■ TEXTO DE LEITURA ■
A APLICAÇÃO DE SANÇÕES PECUNIÁRIAS
COMPULSÓRIAS À ADMINISTRAÇÃO PÚBLICA
O princípio da plena jurisdição dos tribunais administrativos vem plasmado no artigo 3.º do CPTA.
Os tribunais
administrativos exerceram durante muito tempo uma jurisdição de poderes
limitados, poderes esses que fundamentalmente se circunscreviam ao de anular ou
declarar a nulidade de actos administrativos e de condenar ao pagamento de
indemnizações. É com essa tradição que o CPTA procurou romper com a reforma de
2002, reforçando os poderes dos tribunais administrativos nos dois planos em
que esses poderes se manifestam, o plano declarativo e o plano executivo.
Os tribunais
administrativos não estão vocacionados, nem constitucionalmente ou legalmente
habilitados, a fazer a chamada dupla
administração, isto é, a (re)formular juízos que apenas à Administração
cumpre realizar, no exercício dos poderes de valoração que são inerentes à
função administrativa.
Os tribunais
administrativos devem ter, por isso, o maior cuidado para não ficarem aquém,
mas também para não irem além, no exercício dos poderes que o CPTA lhes confere.
Têm, assim, que encontrar o justo equilíbrio entre as exigências de tutela
efectiva de quem pretende a condenação da Administração e as exigências que
impedem o juiz de ultrapassar os limites que são próprios da função
jurisdicional, no confronto com a função administrativa.
O reforço
dos poderes dos tribunais administrativos concretiza-se, em primeiro lugar, no
plano dos poderes de pronúncia que
aos tribunais administrativos são conferidos no plano declarativo. E aqui, na
dupla dimensão em que esses poderes podem ser exercidos: no âmbito dos
processos principais, em que são proferidas as decisões sobre o mérito das
causas, e no âmbito dos processos cautelares, em que são decretadas
providências destinadas a acautelar a utilidade das decisões a proferir nos
processos principais.
Um dos
poderes, que em termos genéricos, o CPTA passou a conferir, após a reforma de
2002, aos tribunais administrativos, no seu artigo 3.º, n.º 2, é o de fixar
oficiosamente, quando chamados a condenar a Administração, o prazo dentro do
qual os deveres impostos devem ser cumpridos e de aplicarem, quando tal se
justifique, sanções pecuniárias compulsórias, nos termos do artigo 169.º,
destinadas a assegurar o cumprimento desses deveres.

■ REGISTOS APRESENTADOS ■
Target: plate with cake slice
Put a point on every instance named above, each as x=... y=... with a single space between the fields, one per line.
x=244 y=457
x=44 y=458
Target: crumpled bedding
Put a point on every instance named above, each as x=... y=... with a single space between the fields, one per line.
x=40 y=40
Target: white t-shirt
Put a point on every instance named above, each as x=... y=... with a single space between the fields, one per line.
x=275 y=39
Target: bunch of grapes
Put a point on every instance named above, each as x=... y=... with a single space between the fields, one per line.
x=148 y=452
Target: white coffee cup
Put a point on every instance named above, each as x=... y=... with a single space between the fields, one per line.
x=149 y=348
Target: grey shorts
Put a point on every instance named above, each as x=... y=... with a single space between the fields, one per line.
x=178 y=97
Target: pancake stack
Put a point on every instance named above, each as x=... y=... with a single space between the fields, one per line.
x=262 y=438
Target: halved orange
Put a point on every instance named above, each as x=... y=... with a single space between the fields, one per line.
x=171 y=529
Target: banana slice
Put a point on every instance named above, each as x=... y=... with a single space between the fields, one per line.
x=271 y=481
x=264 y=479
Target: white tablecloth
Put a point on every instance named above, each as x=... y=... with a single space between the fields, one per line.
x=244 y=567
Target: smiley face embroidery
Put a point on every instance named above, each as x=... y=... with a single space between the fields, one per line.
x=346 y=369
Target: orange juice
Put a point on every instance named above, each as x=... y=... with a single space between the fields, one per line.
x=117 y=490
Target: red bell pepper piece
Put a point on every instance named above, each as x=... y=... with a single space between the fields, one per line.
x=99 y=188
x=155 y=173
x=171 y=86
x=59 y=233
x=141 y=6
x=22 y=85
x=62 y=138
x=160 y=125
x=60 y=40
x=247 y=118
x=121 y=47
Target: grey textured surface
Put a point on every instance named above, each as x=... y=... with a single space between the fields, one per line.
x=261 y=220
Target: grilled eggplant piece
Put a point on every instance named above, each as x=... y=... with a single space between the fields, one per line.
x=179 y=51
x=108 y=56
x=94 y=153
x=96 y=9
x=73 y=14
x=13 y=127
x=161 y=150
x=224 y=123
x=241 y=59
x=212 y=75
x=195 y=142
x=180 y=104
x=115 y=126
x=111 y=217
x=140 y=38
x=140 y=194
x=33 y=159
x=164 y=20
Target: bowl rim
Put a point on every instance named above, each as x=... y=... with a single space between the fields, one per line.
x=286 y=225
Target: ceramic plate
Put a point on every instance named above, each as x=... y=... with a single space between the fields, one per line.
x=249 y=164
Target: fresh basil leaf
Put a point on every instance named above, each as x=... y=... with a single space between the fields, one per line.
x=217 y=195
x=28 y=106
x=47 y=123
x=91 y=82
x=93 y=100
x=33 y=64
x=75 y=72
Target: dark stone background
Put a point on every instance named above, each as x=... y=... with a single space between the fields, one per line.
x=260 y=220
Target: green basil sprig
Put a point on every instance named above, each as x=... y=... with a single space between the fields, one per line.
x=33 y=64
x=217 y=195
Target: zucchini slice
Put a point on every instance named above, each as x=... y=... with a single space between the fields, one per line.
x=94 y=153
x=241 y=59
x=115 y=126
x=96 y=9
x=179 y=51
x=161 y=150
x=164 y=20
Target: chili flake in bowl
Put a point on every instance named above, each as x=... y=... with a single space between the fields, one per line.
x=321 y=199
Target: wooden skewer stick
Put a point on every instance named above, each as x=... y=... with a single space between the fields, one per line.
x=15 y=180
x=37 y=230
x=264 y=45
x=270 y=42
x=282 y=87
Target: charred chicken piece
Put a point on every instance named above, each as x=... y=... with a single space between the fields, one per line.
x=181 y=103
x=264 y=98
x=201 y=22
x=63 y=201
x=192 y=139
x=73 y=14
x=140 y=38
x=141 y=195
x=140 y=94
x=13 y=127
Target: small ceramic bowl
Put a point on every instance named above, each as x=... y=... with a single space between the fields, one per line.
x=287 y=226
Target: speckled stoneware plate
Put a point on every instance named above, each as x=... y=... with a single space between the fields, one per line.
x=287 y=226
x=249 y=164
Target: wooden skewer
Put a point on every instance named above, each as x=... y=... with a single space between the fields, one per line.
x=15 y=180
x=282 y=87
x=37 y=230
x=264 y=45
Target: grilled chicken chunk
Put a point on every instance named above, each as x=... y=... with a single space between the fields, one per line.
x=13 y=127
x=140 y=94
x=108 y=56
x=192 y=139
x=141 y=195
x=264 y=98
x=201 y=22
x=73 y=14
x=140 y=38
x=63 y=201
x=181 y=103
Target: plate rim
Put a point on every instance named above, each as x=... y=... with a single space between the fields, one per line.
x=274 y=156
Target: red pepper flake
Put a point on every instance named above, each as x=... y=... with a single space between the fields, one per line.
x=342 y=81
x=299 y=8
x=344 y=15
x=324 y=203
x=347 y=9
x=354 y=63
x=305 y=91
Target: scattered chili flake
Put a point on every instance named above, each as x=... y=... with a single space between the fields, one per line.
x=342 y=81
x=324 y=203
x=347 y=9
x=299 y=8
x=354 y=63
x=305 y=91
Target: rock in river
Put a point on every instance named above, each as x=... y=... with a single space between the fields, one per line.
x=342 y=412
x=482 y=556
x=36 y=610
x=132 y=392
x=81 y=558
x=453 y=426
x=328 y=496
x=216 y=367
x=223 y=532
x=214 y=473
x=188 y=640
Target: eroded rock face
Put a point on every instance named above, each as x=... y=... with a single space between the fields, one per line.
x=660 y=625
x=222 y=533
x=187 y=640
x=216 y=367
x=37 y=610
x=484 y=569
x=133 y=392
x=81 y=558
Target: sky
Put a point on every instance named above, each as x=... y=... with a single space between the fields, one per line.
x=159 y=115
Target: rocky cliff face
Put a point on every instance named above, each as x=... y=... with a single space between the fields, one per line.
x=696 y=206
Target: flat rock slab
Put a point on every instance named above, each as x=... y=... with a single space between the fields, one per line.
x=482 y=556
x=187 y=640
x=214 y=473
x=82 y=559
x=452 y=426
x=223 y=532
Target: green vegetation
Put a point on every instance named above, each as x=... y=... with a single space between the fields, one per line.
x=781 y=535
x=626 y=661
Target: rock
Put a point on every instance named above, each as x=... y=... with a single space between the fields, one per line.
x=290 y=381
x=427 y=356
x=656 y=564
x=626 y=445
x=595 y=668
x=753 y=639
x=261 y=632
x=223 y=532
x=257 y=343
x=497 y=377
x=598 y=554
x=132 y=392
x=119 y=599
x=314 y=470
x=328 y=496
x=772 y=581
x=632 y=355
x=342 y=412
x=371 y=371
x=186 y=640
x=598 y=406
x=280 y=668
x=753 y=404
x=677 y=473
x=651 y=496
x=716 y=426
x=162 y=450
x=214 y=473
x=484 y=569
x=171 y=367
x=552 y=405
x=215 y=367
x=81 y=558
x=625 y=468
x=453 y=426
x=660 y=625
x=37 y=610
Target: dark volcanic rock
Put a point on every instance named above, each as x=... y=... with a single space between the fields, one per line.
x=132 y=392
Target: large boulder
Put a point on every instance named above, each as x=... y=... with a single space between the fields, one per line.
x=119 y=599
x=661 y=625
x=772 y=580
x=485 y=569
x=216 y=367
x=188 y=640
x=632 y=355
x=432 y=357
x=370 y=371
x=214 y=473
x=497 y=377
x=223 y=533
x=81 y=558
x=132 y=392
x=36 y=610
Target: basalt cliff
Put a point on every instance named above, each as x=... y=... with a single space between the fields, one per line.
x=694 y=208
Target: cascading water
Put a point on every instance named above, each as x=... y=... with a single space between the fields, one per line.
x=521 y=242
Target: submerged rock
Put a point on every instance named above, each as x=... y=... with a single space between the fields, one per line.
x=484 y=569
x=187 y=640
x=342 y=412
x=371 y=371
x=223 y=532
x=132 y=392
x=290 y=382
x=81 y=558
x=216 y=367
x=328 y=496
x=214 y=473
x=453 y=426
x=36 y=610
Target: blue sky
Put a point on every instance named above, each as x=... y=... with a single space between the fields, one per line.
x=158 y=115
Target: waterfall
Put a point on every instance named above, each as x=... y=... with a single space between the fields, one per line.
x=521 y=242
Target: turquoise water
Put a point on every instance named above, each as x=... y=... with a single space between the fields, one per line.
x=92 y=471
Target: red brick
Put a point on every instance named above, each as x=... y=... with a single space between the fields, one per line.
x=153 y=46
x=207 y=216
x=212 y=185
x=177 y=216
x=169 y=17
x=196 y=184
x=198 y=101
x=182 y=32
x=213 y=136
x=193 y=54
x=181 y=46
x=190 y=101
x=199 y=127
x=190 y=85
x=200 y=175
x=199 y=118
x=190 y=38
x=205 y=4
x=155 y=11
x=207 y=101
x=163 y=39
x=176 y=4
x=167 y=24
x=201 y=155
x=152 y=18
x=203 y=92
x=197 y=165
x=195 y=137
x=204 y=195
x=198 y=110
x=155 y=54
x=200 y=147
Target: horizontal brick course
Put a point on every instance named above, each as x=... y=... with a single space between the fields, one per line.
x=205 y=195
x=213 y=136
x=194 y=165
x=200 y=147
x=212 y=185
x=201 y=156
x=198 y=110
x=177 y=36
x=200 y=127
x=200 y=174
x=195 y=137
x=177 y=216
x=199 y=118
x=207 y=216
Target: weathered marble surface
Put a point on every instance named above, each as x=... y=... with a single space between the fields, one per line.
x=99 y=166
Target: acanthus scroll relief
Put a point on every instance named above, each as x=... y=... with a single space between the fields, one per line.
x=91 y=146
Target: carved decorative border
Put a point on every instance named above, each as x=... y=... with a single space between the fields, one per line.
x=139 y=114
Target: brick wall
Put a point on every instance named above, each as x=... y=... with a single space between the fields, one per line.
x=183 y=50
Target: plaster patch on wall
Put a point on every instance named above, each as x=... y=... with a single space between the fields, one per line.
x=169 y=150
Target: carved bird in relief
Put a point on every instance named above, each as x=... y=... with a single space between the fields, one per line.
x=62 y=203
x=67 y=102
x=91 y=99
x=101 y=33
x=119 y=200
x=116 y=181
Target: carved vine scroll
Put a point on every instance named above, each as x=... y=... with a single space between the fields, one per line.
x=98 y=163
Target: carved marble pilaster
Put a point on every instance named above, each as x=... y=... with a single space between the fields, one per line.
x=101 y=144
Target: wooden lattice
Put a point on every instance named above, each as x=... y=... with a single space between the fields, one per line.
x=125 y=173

■ INSTRUÇÕES DE TRABALHO ■
[A] Segundo o texto de leitura, em que artigo do CPTA vem plasmado o princípio da plena jurisdição dos tribunais administrativos?
[B] Indique se cada afirmação concorda com o texto de leitura, respondendo sim ou não e citando as palavras do texto que o decidem: (i) a reforma do CPTA mencionada ocorreu em 2002; (ii) os tribunais administrativos estão constitucionalmente habilitados a fazer a chamada dupla administração; (iii) as sanções pecuniárias compulsórias são aplicadas nos termos do artigo 169.º.
Os registos constituem material à parte, independente do texto de leitura.

■ RESULTADOS DO EXERCÍCIO ■
[A] No artigo 3.º do CPTA.

[B]
(i) Sim: «o CPTA procurou romper com a reforma de 2002».
(ii) Não: «não estão vocacionados, nem constitucionalmente ou legalmente habilitados, a fazer a chamada dupla administração».
(iii) Sim: «sanções pecuniárias compulsórias, nos termos do artigo 169.º».